PROBLEM REQUIREMENTS -
How many lines of these entries hold the string "blonde"? Reply with the number alone.

Segment Start: MATERIAL SUPPLIED

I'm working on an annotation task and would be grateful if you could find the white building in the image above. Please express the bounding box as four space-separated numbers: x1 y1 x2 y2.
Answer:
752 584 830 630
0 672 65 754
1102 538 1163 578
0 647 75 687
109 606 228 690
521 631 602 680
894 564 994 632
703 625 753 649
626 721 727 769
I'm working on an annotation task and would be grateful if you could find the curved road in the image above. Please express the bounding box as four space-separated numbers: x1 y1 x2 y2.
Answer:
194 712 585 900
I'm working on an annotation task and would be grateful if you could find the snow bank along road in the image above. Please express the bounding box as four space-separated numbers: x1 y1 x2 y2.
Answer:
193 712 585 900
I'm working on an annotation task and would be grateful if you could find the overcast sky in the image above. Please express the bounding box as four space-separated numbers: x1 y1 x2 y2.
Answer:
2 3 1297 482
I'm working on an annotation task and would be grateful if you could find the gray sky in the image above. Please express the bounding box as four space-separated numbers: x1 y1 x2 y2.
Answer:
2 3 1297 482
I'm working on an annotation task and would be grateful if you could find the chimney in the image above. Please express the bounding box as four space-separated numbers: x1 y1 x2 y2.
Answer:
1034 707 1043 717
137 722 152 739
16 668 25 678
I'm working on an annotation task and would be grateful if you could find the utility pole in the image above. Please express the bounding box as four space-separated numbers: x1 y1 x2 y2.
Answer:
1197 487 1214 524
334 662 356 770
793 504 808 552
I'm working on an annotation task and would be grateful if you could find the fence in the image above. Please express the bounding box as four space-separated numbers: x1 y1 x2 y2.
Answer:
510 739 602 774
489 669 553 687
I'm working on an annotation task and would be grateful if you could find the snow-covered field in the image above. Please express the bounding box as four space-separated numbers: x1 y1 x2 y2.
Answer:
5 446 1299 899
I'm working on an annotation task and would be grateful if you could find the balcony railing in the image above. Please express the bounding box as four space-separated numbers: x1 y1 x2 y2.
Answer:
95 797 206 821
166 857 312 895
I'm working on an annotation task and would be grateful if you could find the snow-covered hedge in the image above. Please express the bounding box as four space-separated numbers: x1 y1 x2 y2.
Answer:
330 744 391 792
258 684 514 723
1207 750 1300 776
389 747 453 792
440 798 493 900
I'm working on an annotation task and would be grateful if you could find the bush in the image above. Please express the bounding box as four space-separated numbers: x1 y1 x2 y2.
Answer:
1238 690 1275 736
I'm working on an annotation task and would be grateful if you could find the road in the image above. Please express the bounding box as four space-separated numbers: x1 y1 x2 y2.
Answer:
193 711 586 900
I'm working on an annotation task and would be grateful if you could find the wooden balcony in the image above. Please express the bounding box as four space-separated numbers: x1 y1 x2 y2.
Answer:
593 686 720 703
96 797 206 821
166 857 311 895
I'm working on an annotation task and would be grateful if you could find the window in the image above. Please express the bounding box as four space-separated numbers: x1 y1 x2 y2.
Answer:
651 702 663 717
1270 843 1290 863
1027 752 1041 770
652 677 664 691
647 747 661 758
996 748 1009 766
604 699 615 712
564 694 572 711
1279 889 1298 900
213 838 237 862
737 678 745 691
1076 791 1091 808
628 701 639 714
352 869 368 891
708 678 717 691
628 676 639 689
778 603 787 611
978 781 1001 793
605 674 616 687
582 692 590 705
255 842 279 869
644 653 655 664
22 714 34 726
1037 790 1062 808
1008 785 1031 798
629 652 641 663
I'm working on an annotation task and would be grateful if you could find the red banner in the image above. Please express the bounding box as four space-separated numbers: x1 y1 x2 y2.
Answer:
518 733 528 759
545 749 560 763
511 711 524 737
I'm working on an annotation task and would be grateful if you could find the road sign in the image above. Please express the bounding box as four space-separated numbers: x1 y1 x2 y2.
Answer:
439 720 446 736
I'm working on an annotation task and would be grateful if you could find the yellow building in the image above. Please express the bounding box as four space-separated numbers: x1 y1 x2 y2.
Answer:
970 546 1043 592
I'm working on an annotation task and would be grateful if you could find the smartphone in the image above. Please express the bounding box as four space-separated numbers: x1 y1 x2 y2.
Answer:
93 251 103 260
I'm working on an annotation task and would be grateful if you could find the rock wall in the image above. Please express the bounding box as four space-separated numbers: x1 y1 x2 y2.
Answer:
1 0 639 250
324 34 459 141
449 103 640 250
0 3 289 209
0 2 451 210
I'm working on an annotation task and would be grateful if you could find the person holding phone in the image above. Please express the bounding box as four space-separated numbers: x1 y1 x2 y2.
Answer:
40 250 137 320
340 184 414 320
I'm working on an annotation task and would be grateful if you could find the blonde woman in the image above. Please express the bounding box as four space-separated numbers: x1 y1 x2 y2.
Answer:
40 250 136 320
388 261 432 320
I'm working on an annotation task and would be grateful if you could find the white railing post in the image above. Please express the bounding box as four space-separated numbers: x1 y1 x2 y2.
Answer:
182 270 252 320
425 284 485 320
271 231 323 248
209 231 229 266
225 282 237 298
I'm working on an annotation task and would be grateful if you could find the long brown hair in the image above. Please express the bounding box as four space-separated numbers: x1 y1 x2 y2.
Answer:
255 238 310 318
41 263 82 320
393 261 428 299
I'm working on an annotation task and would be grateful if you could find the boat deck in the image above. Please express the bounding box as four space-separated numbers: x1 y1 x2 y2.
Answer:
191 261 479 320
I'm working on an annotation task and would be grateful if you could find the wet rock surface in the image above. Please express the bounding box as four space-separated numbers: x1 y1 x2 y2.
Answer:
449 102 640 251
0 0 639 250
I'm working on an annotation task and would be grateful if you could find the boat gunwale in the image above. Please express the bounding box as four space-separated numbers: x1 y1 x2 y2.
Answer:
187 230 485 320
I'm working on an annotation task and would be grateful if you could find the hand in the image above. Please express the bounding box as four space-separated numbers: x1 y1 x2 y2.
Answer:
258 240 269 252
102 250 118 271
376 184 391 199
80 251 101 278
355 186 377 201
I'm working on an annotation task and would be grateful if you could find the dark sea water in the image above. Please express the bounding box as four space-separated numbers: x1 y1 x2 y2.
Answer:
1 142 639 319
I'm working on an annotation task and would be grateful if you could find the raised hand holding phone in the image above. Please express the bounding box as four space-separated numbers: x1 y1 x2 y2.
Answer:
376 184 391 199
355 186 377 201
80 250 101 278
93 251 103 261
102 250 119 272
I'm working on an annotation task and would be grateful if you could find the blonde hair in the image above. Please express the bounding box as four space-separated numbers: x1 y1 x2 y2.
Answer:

Segment End: MATERIAL SUPPLIED

RESULT OF THE EXERCISE -
2